### What you are asked to do
Copy every line below word for word, leaving out the pictures.

### Dataset content
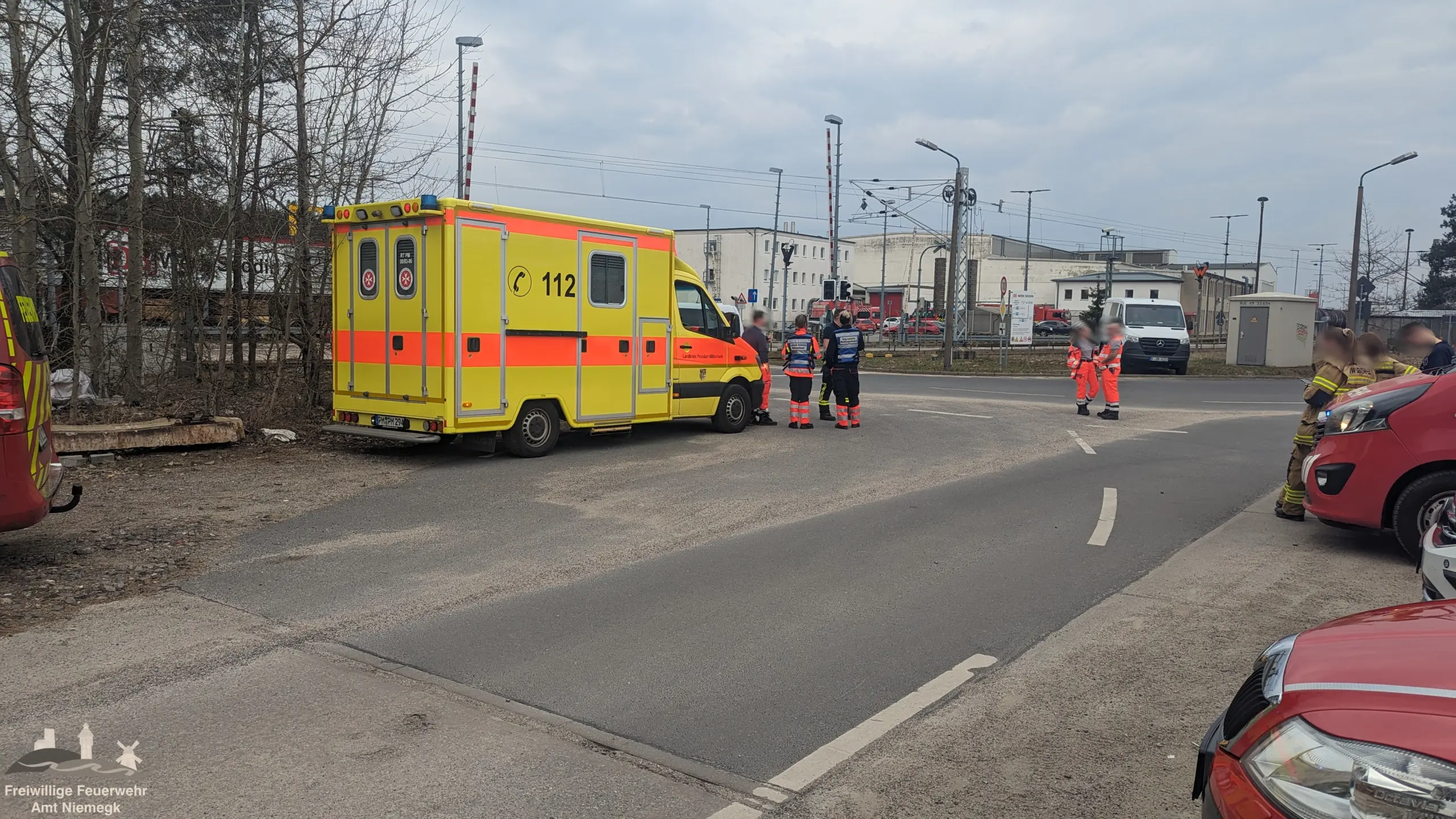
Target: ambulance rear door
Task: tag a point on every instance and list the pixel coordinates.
(607, 321)
(479, 315)
(367, 318)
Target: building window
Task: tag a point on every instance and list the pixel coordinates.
(609, 280)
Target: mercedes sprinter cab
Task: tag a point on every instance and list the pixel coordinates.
(1156, 333)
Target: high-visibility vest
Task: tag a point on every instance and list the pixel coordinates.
(799, 354)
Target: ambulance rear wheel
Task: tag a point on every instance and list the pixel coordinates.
(535, 432)
(733, 410)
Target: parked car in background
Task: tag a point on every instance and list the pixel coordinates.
(1355, 717)
(1385, 458)
(1439, 559)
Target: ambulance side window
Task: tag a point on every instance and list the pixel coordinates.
(696, 311)
(609, 280)
(369, 268)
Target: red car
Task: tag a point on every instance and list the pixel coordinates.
(30, 471)
(1387, 458)
(1351, 719)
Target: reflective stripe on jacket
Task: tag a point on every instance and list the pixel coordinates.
(800, 351)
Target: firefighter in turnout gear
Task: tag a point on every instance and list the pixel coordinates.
(1081, 362)
(826, 375)
(842, 354)
(1333, 362)
(1110, 363)
(800, 351)
(1372, 353)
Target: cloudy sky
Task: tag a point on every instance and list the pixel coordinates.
(1145, 115)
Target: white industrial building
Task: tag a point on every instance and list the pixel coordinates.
(737, 260)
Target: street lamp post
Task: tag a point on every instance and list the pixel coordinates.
(774, 253)
(1405, 278)
(948, 343)
(833, 222)
(462, 43)
(1025, 271)
(1355, 251)
(1259, 250)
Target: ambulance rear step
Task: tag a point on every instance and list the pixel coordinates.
(373, 433)
(612, 431)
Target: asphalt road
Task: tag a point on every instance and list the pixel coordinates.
(744, 599)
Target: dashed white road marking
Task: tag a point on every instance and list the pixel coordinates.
(737, 810)
(1104, 519)
(805, 771)
(996, 391)
(940, 413)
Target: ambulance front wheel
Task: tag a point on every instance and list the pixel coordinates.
(535, 432)
(733, 410)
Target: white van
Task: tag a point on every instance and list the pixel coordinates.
(1156, 333)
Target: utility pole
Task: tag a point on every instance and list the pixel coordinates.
(462, 43)
(1259, 250)
(774, 253)
(1320, 274)
(1025, 273)
(1405, 279)
(1223, 288)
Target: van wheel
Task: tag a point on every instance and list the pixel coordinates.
(1420, 507)
(535, 432)
(733, 410)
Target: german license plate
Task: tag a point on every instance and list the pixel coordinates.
(391, 423)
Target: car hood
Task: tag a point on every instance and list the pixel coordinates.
(1384, 387)
(1401, 646)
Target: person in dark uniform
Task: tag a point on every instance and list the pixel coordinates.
(756, 338)
(826, 377)
(842, 356)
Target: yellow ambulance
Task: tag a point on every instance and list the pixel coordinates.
(491, 322)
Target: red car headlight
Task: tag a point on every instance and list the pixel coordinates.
(1314, 776)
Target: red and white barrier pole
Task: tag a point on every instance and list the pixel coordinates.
(469, 149)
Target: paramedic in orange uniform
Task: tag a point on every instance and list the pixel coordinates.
(1081, 362)
(1110, 363)
(800, 353)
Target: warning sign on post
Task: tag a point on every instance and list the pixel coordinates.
(1023, 312)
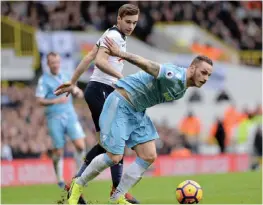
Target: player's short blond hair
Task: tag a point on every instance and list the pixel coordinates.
(201, 58)
(128, 10)
(53, 54)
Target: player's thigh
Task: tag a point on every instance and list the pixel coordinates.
(111, 134)
(142, 139)
(56, 131)
(75, 132)
(95, 95)
(146, 151)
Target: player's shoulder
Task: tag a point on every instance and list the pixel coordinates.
(115, 33)
(43, 78)
(172, 70)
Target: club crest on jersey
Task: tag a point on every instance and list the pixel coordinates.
(169, 74)
(120, 60)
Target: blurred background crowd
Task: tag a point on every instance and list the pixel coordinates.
(24, 132)
(236, 23)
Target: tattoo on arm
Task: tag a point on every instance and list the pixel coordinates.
(148, 66)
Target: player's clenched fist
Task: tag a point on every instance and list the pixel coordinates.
(67, 87)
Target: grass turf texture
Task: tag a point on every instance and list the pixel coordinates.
(233, 188)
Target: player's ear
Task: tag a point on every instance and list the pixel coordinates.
(118, 19)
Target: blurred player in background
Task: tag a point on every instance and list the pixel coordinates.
(60, 114)
(107, 71)
(123, 120)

### Exercise output
Target: ambulance rear door
Task: tag a point on every instance and list the pixel coordinates.
(607, 321)
(479, 315)
(367, 318)
Target: building window
Task: tag a point on every instance and list the pixel coordinates.
(609, 280)
Target: mercedes sprinter cab
Task: tag a point on every instance and list the pixel coordinates.
(1156, 333)
Target: high-visibility vest
Task: tag a point on every instance and list the pixel coordinates.
(799, 354)
Target: ambulance rear wheel
Task: tag a point on every instance and list the pixel coordinates.
(535, 432)
(733, 410)
Target: parked car in background
Task: tag a point on every instance and list the pixel coordinates.
(1355, 717)
(1385, 458)
(1439, 559)
Target: ambulance side window
Task: tag a point on every instance and list the pixel coordinates.
(696, 311)
(609, 280)
(369, 268)
Target: red car
Task: tag a point on every instance and list the pixel coordinates.
(30, 471)
(1387, 458)
(1351, 719)
Target: reflective stripe on jacket
Task: tag a point on every instance and list the pixel coordinates.
(800, 351)
Target: firefighter in turnout gear
Task: tag a point on every instance and list the pixel coordinates.
(1081, 362)
(826, 375)
(842, 354)
(1333, 362)
(1110, 363)
(800, 351)
(1372, 353)
Target: cloudy sky
Task: tag a point on every instance and list the pixel coordinates.
(1145, 115)
Target: white industrial building
Task: tag a point on every instance and list the pixel coordinates.
(737, 260)
Target: street lamp post
Task: tag a point on every instance and list the pixel coordinates.
(774, 253)
(1405, 278)
(948, 343)
(833, 222)
(462, 43)
(1025, 271)
(1355, 251)
(1259, 250)
Target: ambulance rear step
Task: tag a point on every instance and list the pixel coordinates.
(373, 433)
(612, 431)
Target: asphalt road
Task: tag a point on every instance and list the pixel coordinates.
(744, 599)
Target: dashed white road marking
Task: tag a point on every instance and list the pixel coordinates.
(737, 810)
(1104, 519)
(805, 771)
(996, 391)
(940, 413)
Target: ambulance front wheel
Task: tag a point on every instance and list the pixel coordinates.
(535, 432)
(733, 410)
Target: white van
Task: tag a point on every instance and list the pixel coordinates.
(1156, 333)
Target: utility pole
Task: tag a point on every instance and list the pixel coordinates.
(462, 43)
(1259, 250)
(774, 253)
(1320, 274)
(1025, 273)
(1405, 279)
(1223, 288)
Target: van wheel
Task: tag a point on every instance and list the pixel coordinates.
(1420, 507)
(535, 432)
(733, 410)
Target: german license plate
Task: tag a point on every instance and list the pixel coordinates.
(391, 423)
Target: car hood
Task: tag a point on every instance and list the pixel coordinates.
(1384, 387)
(1401, 646)
Target: person in dark uniform
Task: tag a point on every instance and list the pixel coordinates.
(756, 338)
(826, 377)
(842, 356)
Target: yellow ambulance
Task: tag a point on every instance and list the pixel coordinates.
(491, 322)
Target: red car headlight
Task: tag a point on every instance and list the pixel coordinates.
(1314, 776)
Target: red and white barrier pole
Task: tag a point on every instance and list the pixel coordinates.
(469, 149)
Target: paramedic in orange uniform
Task: tag a point on every instance and list the pixel coordinates.
(1081, 362)
(1110, 363)
(800, 353)
Target: warning sign on post
Task: tag a point on every instance and list the pixel coordinates.
(1023, 312)
Target: player's short blond hair
Task: tag a point on every instance and list the pixel coordinates.
(201, 58)
(128, 10)
(53, 54)
Target: player's thigh
Task: tag a point on every instance and list the pixel coordinates.
(111, 134)
(142, 139)
(56, 131)
(75, 132)
(95, 95)
(146, 151)
Target: player's shoulder
Task: tag a point on every instance and list the pixel coordinates.
(115, 33)
(43, 78)
(172, 70)
Target: club crest on jersey
Task: tag a point on every instance and list the pixel coordinates.
(169, 74)
(120, 60)
Target: blurred background crowd
Task: tag a point on every instance and list the pixel coordinates.
(24, 132)
(236, 23)
Target: tattoo on arm
Task: tag a point on every instance and list the pixel coordinates.
(148, 66)
Target: player's clenched fist
Task: tag a point on every instance and list the pixel coordinates.
(67, 87)
Target: grass turf texture
Task: tag a point on every instance and list the pixel coordinates.
(233, 188)
Target: player's ear
Task: tag a point on every instance and list the pixel coordinates.
(118, 19)
Target: blurred player in background
Task: tag a point on every instance and list the pixel coordinates.
(60, 114)
(107, 71)
(123, 120)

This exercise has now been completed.